WHAT THE EXERCISE ASKS | Return each of the lines below word for word, with nothing added, dropped, or altered.

SOURCE DATA |

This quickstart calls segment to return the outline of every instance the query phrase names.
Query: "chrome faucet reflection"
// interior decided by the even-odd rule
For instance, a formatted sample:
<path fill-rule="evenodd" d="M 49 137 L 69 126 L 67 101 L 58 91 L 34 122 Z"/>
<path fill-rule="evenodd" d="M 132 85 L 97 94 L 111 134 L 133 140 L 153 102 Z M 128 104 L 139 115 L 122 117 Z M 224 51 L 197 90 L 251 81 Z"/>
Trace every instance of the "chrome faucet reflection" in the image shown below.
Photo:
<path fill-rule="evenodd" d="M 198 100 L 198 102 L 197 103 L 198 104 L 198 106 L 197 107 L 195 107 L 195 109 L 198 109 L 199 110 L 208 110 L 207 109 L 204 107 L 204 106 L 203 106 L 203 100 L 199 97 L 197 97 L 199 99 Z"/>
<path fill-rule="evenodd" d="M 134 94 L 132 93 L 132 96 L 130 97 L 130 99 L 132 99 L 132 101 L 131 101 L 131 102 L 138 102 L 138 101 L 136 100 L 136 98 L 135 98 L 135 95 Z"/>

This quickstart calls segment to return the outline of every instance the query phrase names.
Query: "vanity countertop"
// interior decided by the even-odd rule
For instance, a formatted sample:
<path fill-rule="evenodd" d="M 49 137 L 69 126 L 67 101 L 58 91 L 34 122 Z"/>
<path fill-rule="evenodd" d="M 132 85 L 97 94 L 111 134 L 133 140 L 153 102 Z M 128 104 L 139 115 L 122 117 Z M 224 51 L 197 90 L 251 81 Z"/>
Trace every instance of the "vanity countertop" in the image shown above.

RESPONSE TO THIS TASK |
This quickstart calls segment to return the outline of every instance the query phrase names.
Query: "chrome faucet reflection"
// interior decided by the even-odd rule
For instance, a formatted sample:
<path fill-rule="evenodd" d="M 49 137 L 69 126 L 67 101 L 58 91 L 34 122 Z"/>
<path fill-rule="evenodd" d="M 132 85 L 97 94 L 111 134 L 133 140 L 153 102 Z M 128 104 L 139 115 L 122 117 Z M 224 51 L 197 90 L 251 81 Z"/>
Trace every instance of the "chrome faucet reflection" in the image shown below.
Photo:
<path fill-rule="evenodd" d="M 198 100 L 198 102 L 197 103 L 198 104 L 198 106 L 197 107 L 195 107 L 195 109 L 198 109 L 199 110 L 208 110 L 207 109 L 204 107 L 204 106 L 203 106 L 203 100 L 199 97 L 197 97 L 199 99 Z"/>
<path fill-rule="evenodd" d="M 134 94 L 132 93 L 132 96 L 130 97 L 130 99 L 132 99 L 132 101 L 131 101 L 131 102 L 138 102 L 138 101 L 136 100 L 136 98 L 135 98 L 135 95 Z"/>

This quickstart calls segment to return the outline of every instance the query phrase names.
Query: "vanity countertop"
// interior decided by the even-odd rule
For instance, a formatted sample:
<path fill-rule="evenodd" d="M 49 137 L 69 126 L 67 101 L 58 91 L 34 122 Z"/>
<path fill-rule="evenodd" d="M 132 85 L 97 94 L 111 134 L 133 140 L 153 102 Z M 128 104 L 139 115 L 122 117 Z M 224 51 L 197 90 L 251 81 Z"/>
Trace every instance of the "vanity countertop" in the image shown above.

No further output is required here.